Quoted passage:

A sneeze several years ago started me along the circuitous route toward growing seeds to save.A couple years ago I discovered a way to save small monies when ordering seeds online. All you have to do is sign up for the site, add items to your shopping cart, then wait. After a few days or so you will receive an email from the company asking you to complete your order with a nice little discount. Not all companies do this, but for those seeking rare seeds *hint-hint* wait for the second email because you will receive a larger discount. Small monies, I know, but at least you can get a seed pack or two for free.
I had heard the arguments against growing seeds for so long that I began believing them all. Don’t grow seeds, the garden books say. These various arguments all seem to boil down to one main point: that you and I really aren’t smart enough to save seeds. Our grandparents did, as did their parents; as did countless generations reaching almost back to our ancestors who first swung out of a tree, but the plain truth is that the human line has petered out a bit, and that you and I aren’t capable of growing our own seeds.
Then comes the final point, the real clincher: Seeds are cheap.
But are seeds really cheap? I hadn’t thought of it too much, only realizing that each January my seed bill grew larger and larger, while my garden stayed the same. And noticing that I now paid $2 for what I thought was a dollar’s worth of peas.
Then came that sneeze. Surprising how it snuck up on me. Surprising how loud it was. Surprising me so that my right hand snapped skyward. My right hand at that moment was holding a few seeds–$5 worth of tiny petunia seeds. The dustlike seeds shot up, then were caught in the gale of the sneeze and scattered to, in this case, the one wind.
The seeds were gone, but not forgotten. For that incident started me thinking more about seed costs. My handy calculator soon told me that, if I had managed to sneeze away a pound of those petunia seeds, instead of 1/128 of an ounce, my sneeze bill for the day would have amounted to more than $10,000. That’s much more than gold costs, and it certainly shows that seeds aren’t cheap.
Mar Rogers, Saving Seeds: The Gardener’s Guide to Growing and Storing Vegetable and Flower Seeds (Storey Publishing, LLC 1990), 3-4.

Available data:
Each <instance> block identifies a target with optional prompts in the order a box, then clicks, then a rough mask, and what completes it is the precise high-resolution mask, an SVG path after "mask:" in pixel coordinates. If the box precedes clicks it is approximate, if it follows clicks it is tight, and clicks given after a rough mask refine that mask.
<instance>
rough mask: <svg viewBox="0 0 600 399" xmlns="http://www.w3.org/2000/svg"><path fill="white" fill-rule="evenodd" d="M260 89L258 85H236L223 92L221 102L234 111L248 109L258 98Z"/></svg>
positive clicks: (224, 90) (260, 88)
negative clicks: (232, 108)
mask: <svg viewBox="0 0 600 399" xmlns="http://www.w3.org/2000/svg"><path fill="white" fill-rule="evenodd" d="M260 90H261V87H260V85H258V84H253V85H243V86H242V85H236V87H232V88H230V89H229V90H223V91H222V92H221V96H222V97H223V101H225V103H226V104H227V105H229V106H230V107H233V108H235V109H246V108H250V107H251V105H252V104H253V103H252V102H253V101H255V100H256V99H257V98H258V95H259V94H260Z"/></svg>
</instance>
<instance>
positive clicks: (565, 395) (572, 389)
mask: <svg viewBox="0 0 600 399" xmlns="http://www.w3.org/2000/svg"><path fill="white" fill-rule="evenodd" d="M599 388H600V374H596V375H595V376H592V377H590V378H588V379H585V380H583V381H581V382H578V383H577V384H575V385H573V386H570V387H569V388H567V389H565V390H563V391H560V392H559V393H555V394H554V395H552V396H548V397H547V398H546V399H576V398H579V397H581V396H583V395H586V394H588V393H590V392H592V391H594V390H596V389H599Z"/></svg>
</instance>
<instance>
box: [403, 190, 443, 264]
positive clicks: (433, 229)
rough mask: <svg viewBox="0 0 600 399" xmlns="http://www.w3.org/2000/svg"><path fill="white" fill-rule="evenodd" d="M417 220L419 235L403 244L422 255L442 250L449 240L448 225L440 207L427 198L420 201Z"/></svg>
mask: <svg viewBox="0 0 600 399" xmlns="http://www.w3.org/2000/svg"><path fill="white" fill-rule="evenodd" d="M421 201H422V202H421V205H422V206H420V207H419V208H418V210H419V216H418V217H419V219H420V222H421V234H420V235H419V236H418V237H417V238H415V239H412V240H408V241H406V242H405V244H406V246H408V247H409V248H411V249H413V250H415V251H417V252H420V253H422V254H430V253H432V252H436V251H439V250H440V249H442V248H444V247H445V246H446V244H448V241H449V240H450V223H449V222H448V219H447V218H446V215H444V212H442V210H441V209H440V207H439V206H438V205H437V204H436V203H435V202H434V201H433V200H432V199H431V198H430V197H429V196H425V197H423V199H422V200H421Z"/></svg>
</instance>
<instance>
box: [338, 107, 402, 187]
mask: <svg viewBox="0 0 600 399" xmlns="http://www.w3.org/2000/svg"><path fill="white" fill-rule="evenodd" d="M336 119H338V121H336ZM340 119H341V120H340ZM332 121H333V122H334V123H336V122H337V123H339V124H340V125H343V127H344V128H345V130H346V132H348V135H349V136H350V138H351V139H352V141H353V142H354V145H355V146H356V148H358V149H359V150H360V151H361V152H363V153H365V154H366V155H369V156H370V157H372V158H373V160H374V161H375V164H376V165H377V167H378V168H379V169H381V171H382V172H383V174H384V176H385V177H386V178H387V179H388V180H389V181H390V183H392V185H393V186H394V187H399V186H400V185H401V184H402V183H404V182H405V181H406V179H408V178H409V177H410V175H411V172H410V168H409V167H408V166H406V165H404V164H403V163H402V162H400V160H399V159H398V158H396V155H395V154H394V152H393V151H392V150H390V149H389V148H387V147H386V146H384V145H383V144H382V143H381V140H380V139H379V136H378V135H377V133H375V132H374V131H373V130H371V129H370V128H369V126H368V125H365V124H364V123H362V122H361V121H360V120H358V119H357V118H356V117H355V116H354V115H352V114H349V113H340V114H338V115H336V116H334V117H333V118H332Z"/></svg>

Task statement:
In the passage on saving seeds, what would the sneeze bill have been if a pound of the petunia seeds had been lost?

Answer:
More than $10,000.